* EXCERPTED PASSAGE:
################
I didn't think!!! I experimented!!!
Interesting image... denying that a system will work and declaring it bullshit (based on the wild assumption that people are lazy and need to be incentivised by money) without offering a NOW as an alternative and actually asking the people if they would be prepared to give it a go is the same as eating your chilli repeatedly and expecting that one day you'll get used to it.
I didn't think!!! I experimented!!!
Exactly, what we pay for is there, what we can't pay for is not, it's a resource shortage.
Not pushing it,This is what mstriumph picked up on, you clearly are pushing it, yet favor the wealy approach of moving goalposts rather actually putting together a reasoned argument.
Science works with samples. You're fucking deluded if you think there's a significant portion of society willing to get rid of the financial system in favor of one you've just admitted is not ready.
"A shark on whiskey is mighty risky, but a shark on beer is a beer engineer" - Tad Ghostal
Unfortunately, I don't think that 'willing' comes into it;
personally I don't believe that a significant portion of society (being those at the lower end of the wealth spectrum) will ever be given a choice to change the financial system. I'm willing to debate this of course but to me it seems that the most we can do is individually withdraw from it (or negotiate - difficult to do except collectively and I'm not sure that will ever happen).
################
* INFORMATION SHOWN:
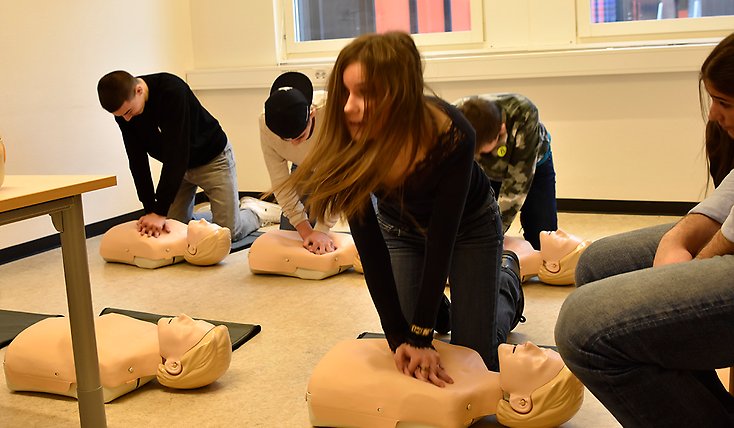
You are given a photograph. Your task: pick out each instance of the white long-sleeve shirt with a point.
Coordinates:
(277, 153)
(719, 206)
################
* EXERCISE REQUIREMENTS:
1. In the forum discussion about replacing the financial system, who is credited with the quote about a shark on whiskey?
2. Reproduce the part of the forum discussion about replacing the financial system starting at "Interesting image... denying" and ending at "a resource shortage.".
3. Take the forum discussion about replacing the financial system further, picking up after its final sentence.

* SOLVED TASKS:
1. Tad Ghostal

2.
Interesting image... denying that a system will work and declaring it bullshit (based on the wild assumption that people are lazy and need to be incentivised by money) without offering a NOW as an alternative and actually asking the people if they would be prepared to give it a go is the same as eating your chilli repeatedly and expecting that one day you'll get used to it.
I didn't think!!! I experimented!!!
Exactly, what we pay for is there, what we can't pay for is not, it's a resource shortage.

3.
The financial system is not democratic and can't be changed democratically; it is controlled/shaped by an elite with a vested interest in not allowing liberalisation or change designed to give relief to the masses. Witness that, in 2007 in the US, the top 1% of the population apparently owned 40% of the wealth ... and again, contrast the top tax rate there now (15% company tax)with the up to 91% tax rate the wealthiest were paying in the 50s.
If there IS a way out (and I'm dubious) it would be in convincing the elite that it is not in their best interest to allow the gap between haves and have nots to go on widening at the current rate as this course will inevitably end in public unrest, chaos and 'destruction of life as they know it'. If they can be brought to see that all the majority have is their numbers and to leave them with, literally, nothing would not be in anybody's best interests?
enough from me............ What does anyone else think?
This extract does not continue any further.